Every line of the material is to be quoted verbatim, minus the pictures.
· · ·
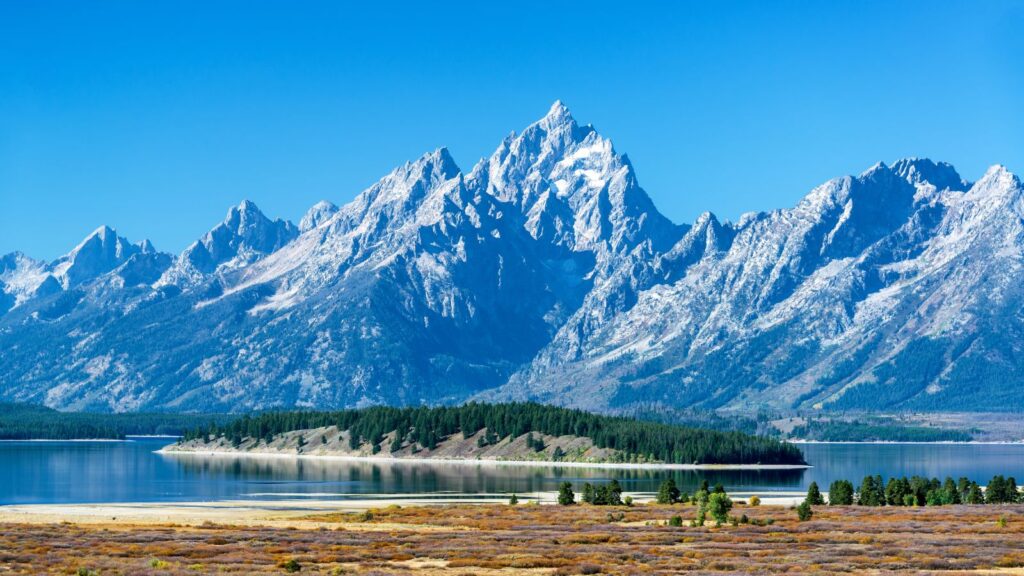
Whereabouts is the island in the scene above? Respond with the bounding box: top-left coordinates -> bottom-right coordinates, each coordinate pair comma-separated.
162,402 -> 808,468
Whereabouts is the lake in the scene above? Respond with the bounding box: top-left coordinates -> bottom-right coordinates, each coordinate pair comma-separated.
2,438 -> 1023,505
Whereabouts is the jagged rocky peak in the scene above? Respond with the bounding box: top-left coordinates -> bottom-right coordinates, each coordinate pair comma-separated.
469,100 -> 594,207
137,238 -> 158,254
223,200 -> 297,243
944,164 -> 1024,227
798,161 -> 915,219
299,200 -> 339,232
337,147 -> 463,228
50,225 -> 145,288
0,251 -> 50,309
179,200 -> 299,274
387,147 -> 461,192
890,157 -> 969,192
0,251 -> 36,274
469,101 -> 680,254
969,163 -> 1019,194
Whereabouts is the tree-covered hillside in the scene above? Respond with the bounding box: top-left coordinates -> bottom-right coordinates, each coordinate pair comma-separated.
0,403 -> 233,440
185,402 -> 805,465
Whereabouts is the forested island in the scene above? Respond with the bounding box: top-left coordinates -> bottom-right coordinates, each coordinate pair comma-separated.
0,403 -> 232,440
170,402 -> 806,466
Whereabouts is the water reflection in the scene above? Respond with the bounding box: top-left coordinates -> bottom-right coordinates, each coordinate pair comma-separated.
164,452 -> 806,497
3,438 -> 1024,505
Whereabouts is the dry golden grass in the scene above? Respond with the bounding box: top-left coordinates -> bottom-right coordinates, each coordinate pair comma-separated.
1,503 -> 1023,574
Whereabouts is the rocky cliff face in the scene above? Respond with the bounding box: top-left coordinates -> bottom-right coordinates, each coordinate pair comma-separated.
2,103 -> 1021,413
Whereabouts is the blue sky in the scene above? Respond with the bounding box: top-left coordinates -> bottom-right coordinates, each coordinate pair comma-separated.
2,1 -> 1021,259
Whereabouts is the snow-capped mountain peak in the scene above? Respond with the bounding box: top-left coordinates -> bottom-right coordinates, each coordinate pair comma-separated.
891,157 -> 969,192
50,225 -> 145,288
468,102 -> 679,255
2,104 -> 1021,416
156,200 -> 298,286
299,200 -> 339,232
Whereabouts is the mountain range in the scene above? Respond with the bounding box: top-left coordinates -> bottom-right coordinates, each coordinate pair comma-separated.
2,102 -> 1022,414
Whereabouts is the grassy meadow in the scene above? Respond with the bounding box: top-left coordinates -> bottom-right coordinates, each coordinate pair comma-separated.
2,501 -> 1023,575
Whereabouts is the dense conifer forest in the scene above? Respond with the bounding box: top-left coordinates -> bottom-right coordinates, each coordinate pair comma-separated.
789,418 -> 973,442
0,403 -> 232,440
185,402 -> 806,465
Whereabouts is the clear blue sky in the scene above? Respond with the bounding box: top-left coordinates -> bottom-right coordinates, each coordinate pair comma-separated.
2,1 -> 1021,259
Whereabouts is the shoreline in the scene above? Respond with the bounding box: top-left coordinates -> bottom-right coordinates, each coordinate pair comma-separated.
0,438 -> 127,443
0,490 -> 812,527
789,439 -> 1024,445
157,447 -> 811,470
· · ·
Answer to the problem
Whereabouts is the island in the scene above? Respond with the bounding box: top-left coordinates -> bottom-right coordinates, each coordinate pair comma-separated.
162,402 -> 808,468
Whereabouts is the lake in the scene above? Respond with the bounding box: top-left coordinates -> bottom-right coordinates, each coordinate pair comma-separated.
2,438 -> 1023,505
Whereabouts is the jagged rocky peak in the scene above? Respond with the bounding box: top-left coordinates -> bottom-right coordinates, each coordinate pair comma-separated.
469,100 -> 594,207
137,238 -> 158,254
223,200 -> 297,243
944,164 -> 1024,227
798,161 -> 915,219
299,200 -> 339,232
337,147 -> 463,228
50,225 -> 145,288
0,251 -> 50,309
179,200 -> 299,274
387,147 -> 461,192
890,157 -> 969,192
0,251 -> 36,274
469,101 -> 680,254
969,163 -> 1019,194
Whereabouts is the tree-covered hillside in the scene above? Respond with the bounding box: top-left coordinates -> bottom-right coordinates, each coordinate pair comma-separated.
0,403 -> 233,440
185,402 -> 805,465
Whereabouts is the forested island in the scene above? Respond with the bounding box: top-left coordinates -> bottom-right coordinates, each coordinate pair comma-separated.
0,403 -> 232,440
170,402 -> 806,466
Whereabouts is the water reflection in the scene above? Respond with the bounding box: top-left coordinates -> bottom-right coordinates, each coordinate pair comma-separated.
164,452 -> 806,497
3,438 -> 1024,505
Whereabouts is the dry golden grass in the scene above? Respond with the bounding box: top-left coordinates -> bottom-right coordinates, each coordinate pair comma-separated.
1,503 -> 1023,574
Whereabouts is the rocky cliff face in the scene above? Respond with the bounding box: top-left coordinates -> bottom-right coordinates, each coordinate pair comma-separated.
2,103 -> 1021,413
Whereabouts is the blue sky in the scene above? Respond with the bounding box: top-left coordinates -> bottom-right coordinates, each coordinate pair comma-separated.
2,1 -> 1021,259
Whereabouts is the snow-capped mountain peak in the scene above? Respond with the bounding box: top-left coordinates -> bottom-right coordinates, each coordinate pair comma-separated.
891,157 -> 969,192
50,225 -> 145,288
468,102 -> 679,255
2,104 -> 1021,416
156,200 -> 298,286
299,200 -> 339,232
Whereabouts is the mountain range in the scene above? Respond with the bounding box: top-left coordinates -> bottom-right coordinates, each coordinate pair comma-separated.
2,102 -> 1022,414
Whereabouts is the grassy meadow in the scene above? Respond with the bounding box: top-left coordinates -> bottom-right coordinates, each coordinate pair comma-separated.
2,501 -> 1023,575
Whereabouts is the dense conifer forest in the scene above? Respond with the bounding box: top-left coordinates -> bottom-right coordinates, each coordinate pair comma-separated.
789,418 -> 973,442
0,403 -> 232,440
185,402 -> 806,465
Whereabouts is the clear blue sky in the scene above? Respond with the bounding box: top-left coordinates -> bottom-right coordinates, each coordinate pair comma-separated.
2,1 -> 1021,259
Whereabouts is the shoreline in the scene above? Respond with the bounding box: top-left coordinates -> bottom-right coordinates, each coordinate pair comma-separated.
0,438 -> 127,443
0,490 -> 812,527
789,439 -> 1024,445
157,447 -> 811,470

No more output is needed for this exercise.